CNN engines (neural network processors) are a new beast only a battle tested champion can slay. While implementing these blocks, going down the wrong path could be catastrophic to project schedule. Therefore, designing with foundation IP blocks that offer flexibility for course correction during the design cycle is necessary for a successful product rollout.
Physical design implementation of machine learning blocks usually needs floorplan iterations to determine the best placement of macros and logical hierarchies within the given die area. The iterations may need modifications to the aspect ratio of both the core area and the macros themselves so that slower macros can be placed near logical hierarchies. A wide variety of memory cuts from compilers that trade-off timing and aspect ratios is required to deal with this iterative churn. The relative placement of logic hierarchies, in turn, is affected by the routing track resources available to fit those hierarchies in a given space. While the top routing layer restrictions are already defined for a block by the top-level designer, adjusting the power ground (PG) grid to the specific logic library can optimize core density. Lack of a recipe to start PG grid design can cause implementation delays.

Exercises:
1. List every abbreviation that appears in the passage on physical design of machine learning blocks.
2. Write the next part of the passage on physical design of machine learning blocks, picking up after its final sentence.

Items listed in a dataset
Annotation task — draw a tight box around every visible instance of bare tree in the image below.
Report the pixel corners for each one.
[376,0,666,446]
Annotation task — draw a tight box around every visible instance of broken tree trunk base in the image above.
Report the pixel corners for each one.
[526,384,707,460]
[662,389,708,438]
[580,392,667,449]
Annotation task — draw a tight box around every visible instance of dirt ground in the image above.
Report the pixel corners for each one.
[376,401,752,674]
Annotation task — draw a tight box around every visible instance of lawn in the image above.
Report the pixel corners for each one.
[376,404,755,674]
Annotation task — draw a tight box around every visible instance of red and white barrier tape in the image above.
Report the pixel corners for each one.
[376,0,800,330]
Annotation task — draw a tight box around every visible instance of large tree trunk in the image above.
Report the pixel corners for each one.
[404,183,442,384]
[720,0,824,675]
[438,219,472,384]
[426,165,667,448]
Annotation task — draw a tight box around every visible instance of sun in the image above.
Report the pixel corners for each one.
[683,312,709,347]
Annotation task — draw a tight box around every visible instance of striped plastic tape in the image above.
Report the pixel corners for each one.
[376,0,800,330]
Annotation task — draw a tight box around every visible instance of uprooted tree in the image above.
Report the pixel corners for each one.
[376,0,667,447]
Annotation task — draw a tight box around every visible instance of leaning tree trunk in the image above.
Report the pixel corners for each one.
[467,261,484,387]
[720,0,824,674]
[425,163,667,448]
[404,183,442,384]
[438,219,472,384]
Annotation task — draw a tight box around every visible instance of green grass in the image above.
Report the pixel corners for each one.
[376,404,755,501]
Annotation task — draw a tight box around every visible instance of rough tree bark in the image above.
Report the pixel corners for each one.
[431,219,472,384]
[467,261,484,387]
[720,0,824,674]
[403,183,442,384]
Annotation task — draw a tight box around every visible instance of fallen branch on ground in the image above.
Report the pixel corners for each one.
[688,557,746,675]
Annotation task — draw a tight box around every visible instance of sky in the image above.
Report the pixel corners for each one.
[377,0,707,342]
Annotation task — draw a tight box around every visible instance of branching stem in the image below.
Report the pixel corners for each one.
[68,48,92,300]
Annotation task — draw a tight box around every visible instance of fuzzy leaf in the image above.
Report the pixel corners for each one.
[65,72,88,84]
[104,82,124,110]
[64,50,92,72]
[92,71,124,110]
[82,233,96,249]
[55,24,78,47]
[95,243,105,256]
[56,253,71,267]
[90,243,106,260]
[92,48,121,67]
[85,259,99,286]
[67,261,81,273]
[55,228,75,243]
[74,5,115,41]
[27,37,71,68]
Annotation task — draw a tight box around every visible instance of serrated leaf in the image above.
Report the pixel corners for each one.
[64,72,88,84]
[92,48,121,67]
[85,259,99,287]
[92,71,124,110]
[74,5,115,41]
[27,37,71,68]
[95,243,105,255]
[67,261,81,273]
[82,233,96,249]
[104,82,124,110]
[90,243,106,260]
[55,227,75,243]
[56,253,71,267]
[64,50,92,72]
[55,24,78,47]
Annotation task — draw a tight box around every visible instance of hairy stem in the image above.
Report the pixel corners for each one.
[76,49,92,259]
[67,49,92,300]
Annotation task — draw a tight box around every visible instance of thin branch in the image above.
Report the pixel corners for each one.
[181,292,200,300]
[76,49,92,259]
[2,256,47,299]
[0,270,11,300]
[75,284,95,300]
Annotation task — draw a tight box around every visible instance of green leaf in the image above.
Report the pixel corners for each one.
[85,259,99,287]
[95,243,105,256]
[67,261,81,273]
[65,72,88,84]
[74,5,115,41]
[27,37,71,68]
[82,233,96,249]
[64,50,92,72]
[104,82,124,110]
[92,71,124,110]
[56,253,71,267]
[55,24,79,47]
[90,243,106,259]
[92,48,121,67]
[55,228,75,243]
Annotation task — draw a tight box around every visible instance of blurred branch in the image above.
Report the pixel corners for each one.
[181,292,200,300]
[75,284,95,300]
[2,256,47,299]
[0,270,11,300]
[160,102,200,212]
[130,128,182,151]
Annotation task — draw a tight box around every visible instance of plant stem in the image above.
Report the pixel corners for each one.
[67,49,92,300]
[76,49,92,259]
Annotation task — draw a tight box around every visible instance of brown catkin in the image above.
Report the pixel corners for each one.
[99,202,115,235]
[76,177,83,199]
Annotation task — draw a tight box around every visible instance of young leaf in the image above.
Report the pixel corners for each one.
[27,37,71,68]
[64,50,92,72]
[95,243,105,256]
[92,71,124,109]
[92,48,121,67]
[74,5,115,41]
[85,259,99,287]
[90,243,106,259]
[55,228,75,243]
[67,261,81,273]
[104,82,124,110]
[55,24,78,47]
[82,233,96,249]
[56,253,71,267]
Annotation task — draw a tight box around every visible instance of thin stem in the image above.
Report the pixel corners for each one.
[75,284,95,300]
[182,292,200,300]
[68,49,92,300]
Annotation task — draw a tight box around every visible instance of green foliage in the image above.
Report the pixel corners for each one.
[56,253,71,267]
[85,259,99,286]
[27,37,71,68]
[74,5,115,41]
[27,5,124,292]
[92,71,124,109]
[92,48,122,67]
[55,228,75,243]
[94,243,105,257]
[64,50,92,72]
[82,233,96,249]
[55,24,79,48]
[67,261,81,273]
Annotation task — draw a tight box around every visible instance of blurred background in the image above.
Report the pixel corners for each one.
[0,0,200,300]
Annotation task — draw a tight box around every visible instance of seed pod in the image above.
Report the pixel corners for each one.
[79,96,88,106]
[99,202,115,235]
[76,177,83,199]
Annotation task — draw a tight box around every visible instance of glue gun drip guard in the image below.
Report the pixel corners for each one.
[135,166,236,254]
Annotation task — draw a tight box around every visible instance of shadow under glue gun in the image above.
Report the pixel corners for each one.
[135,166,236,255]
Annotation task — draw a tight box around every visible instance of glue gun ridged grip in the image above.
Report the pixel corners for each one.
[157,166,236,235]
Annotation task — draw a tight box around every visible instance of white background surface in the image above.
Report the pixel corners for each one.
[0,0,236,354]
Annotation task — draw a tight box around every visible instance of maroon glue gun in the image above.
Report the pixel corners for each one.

Responses by item number:
1. CNN, IP, PG

2.
Congestion in MACs
With the macros fixed, the challenge then becomes to manage placement and routing congestion in the logic area while tuning the design for power-per-MHz targets. MAC blocks are notorious for routing congestion caused by higher-than-normal pin density and high net connectivity. When represented as schematics, MAC blocks have a naturally triangular shape as data passes through them, which is why optimal results are often achieved by hand-placing the datapath elements. EDA tools have made good progress to bridge the gap between a full custom layout of the MAC block and an algorithmically derived placement of individual cells that also takes care of process design rules with shrinking geometries. However, some EDA tools require compatible standard cell structures to complete the solution. Whether hand-placing the elemental blocks or relying on the tool to do so, the need for larger multi-input elemental adders, multiplexers, compressors, and sequential cells in different circuit topologies and sizes is evident.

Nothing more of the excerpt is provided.